I’ve also added a new variable flip
in the code above. The flip
variable stores the output of the coin I just flipped. We can look at the new output of the heads and tails variables below.
flip
#> [1] 1
heads
#> [1] 1
tails
#> [1] 0
Counting the outcome of many coin flips
If we want to model the outcome of multiple coin flips performed one at a time, we can combine our conditional statements with for loops. A for loop contains a set of instructions that get repeated over some sequence of numbers. The following is an example.
start_num <- 1
end_num <- 100
for (index in start_num:end_num) {
print(index)
}
In the above example, print(index)
is repeated over the sequence of numbers beginning with start_num
and ending with end_num
. We can replace start_num
and end_num
with other variable names as well as actual values. We can also replace index
with other variable names. Some common variable names used to denote indices are i
, j
, k
, and a
but we can also use any other variable name we prefer.
Let’s say we want to model \(1000\) coin flips. Each time we flip our coin, we want to check whether we flipped a head or a tail, and increment the head or tail variable accordingly to keep track of our counts. Below is code to do that in R.
# Variable for number of times we want to flip the coin
num_flips <- 1000
# Initialize heads and tails variables for counting
heads <- 0
tails <- 0
# Repeat everything in the outer brackets num_flips times
for (i in 1:num_flips) { # <------------------------------- for loop
# Flip the coin
flip <- rbinom(1,1,0.5)

-- -- --

▶ [Exercises]
a: Copy the coin-flip excerpt, everything from "Let’s say we" down to "flip <- rbinom(1,1,0.5)", swapping each occurrence of "num_flips" with "total_flips".
b: Answer these questions from the coin-flip excerpt, one answer per line:
(i) What value is shown for the tails variable after the single coin flip?
(ii) What variable names does the excerpt list as common choices to denote indices?
(iii) How many coin flips does the excerpt set out to model?
The items that come after this point are separate material and are not connected to the coin-flip excerpt.

▶ [Stored records]

-- -- --

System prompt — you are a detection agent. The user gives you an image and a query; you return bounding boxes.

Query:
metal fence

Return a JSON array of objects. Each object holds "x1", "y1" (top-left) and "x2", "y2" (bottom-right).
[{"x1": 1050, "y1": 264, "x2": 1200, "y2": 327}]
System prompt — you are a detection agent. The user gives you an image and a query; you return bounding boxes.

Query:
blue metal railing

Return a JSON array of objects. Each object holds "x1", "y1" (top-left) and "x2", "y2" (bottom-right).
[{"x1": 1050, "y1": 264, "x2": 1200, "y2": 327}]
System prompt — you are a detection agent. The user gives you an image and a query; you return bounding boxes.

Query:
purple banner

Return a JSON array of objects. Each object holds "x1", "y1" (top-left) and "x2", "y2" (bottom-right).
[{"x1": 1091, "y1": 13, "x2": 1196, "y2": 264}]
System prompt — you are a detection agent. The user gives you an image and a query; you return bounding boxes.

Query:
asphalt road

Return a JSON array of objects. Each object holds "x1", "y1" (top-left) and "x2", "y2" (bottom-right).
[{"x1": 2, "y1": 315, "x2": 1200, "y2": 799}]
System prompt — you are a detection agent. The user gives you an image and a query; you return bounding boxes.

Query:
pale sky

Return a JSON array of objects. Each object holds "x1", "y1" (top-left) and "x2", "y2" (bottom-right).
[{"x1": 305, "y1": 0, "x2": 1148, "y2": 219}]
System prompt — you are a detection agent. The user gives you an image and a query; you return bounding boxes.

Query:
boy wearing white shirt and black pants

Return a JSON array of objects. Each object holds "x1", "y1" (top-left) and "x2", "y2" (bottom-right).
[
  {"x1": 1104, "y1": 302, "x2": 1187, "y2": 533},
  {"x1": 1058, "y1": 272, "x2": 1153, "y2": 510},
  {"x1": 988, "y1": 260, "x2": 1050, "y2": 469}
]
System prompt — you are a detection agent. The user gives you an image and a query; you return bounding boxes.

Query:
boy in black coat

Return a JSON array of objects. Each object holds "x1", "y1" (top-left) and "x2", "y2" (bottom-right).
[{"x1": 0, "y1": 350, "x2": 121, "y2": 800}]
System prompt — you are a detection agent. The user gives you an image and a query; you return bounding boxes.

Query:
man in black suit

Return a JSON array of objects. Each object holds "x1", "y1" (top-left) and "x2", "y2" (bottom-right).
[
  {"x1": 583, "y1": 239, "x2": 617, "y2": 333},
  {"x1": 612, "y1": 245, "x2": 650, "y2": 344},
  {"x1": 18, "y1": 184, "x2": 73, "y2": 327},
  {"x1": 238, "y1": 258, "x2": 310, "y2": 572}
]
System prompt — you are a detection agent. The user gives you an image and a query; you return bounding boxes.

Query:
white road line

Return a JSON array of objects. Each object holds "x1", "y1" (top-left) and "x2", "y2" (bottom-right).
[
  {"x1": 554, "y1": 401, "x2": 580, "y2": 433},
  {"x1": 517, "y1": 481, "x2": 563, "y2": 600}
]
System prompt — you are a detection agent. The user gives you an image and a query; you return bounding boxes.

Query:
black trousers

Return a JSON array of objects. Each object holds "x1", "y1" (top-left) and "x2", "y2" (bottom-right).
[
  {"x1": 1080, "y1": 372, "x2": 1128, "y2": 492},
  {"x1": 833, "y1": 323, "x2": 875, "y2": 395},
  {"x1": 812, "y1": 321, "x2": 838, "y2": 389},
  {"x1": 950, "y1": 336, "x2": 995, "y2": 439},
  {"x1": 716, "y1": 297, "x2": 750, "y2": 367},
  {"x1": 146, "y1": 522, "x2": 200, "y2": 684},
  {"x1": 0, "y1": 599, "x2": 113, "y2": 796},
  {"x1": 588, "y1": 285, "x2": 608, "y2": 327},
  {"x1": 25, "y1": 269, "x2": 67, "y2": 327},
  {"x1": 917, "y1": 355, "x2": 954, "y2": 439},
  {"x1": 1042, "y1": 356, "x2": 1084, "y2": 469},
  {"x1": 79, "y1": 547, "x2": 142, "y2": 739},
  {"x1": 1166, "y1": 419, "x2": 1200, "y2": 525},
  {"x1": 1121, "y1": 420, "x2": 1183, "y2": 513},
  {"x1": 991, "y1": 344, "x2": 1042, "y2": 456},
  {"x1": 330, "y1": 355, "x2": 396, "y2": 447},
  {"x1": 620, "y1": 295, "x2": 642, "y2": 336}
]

-- -- --

▶ [The replies]
a:
Let’s say we want to model \(1000\) coin flips. Each time we flip our coin, we want to check whether we flipped a head or a tail, and increment the head or tail variable accordingly to keep track of our counts. Below is code to do that in R.
# Variable for number of times we want to flip the coin
total_flips <- 1000
# Initialize heads and tails variables for counting
heads <- 0
tails <- 0
# Repeat everything in the outer brackets total_flips times
for (i in 1:total_flips) { # <------------------------------- for loop
# Flip the coin
flip <- rbinom(1,1,0.5)

b:
(i) 0
(ii) i, j, k, and a
(iii) 1000